To obtain the credit, a qualified taxpayer must obtain
certification from the appropriate jurisdiction with authority
for building code enforcement, upon a review of the building,
that the completed construction satisfies the definition of
seismic retrofit construction. The certification shall identify
what part of the completed construction, if any, is not seismic
retrofit construction. Each jurisdiction with authority for
building code enforcement in which a qualified building is
located must enter into an agreement with the state to provide
certifications and to not seek reimbursement for any costs
incurred in providing those certifications. A taxpayer must
then request and be granted an allocation of the credit from the
Franchise Tax Board (FTB). To request an allocation, the
taxpayer must sign and submit to FTB an application to receive a
credit for the retrofit construction, and provide a copy of the
certification. Upon receipt of the application and
certification, FTB shall notify the taxpayer of the amount of
credit allocated. Upon request of FTB, the qualified taxpayer
must provide a copy of the certification to FTB. The bill
defines a qualified taxpayer as an owner of a qualified building
located in California. A taxpayer that owns a proportional
share of a qualified building may claim the credit based on the
taxpayer's share of the qualified costs.

Given exercise: Say whether each statement agrees with the text on the seismic retrofit credit, answering yes or no and quoting the exact words that decide it. 1. A jurisdiction that provides certifications may seek reimbursement for its costs. 2. A taxpayer who owns part of a qualified building may claim the credit based on that share of the qualified costs. 3. To request an allocation, the taxpayer sends the Franchise Tax Board an application along with a copy of the certification. The records are separate material, unrelated to the text on the seismic retrofit credit.

[Data items]

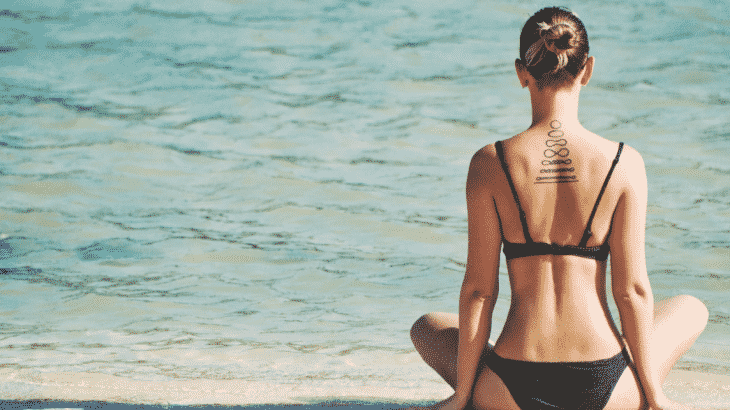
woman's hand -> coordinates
[404,394,469,410]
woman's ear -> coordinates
[515,58,531,88]
[580,56,596,85]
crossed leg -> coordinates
[411,295,708,410]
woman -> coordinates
[411,8,707,410]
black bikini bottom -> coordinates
[480,349,630,410]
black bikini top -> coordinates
[495,141,624,261]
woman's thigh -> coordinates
[411,296,707,410]
[411,312,519,410]
[605,295,707,410]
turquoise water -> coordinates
[0,0,730,400]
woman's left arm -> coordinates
[437,145,502,410]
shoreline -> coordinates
[0,370,730,410]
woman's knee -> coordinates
[411,312,435,344]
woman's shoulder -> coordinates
[467,143,502,194]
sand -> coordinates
[0,369,730,410]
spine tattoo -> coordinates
[535,120,578,184]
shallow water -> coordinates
[0,0,730,400]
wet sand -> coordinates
[0,370,730,410]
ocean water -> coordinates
[0,0,730,399]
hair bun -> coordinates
[538,22,578,54]
[520,7,588,85]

Result of this task:
1. No: "to not seek reimbursement for any costs incurred in providing those certifications"
2. Yes: "A taxpayer that owns a proportional share of a qualified building may claim the credit based on the taxpayer's share of the qualified costs."
3. Yes: "sign and submit to FTB an application to receive a credit for the retrofit construction, and provide a copy of the certification"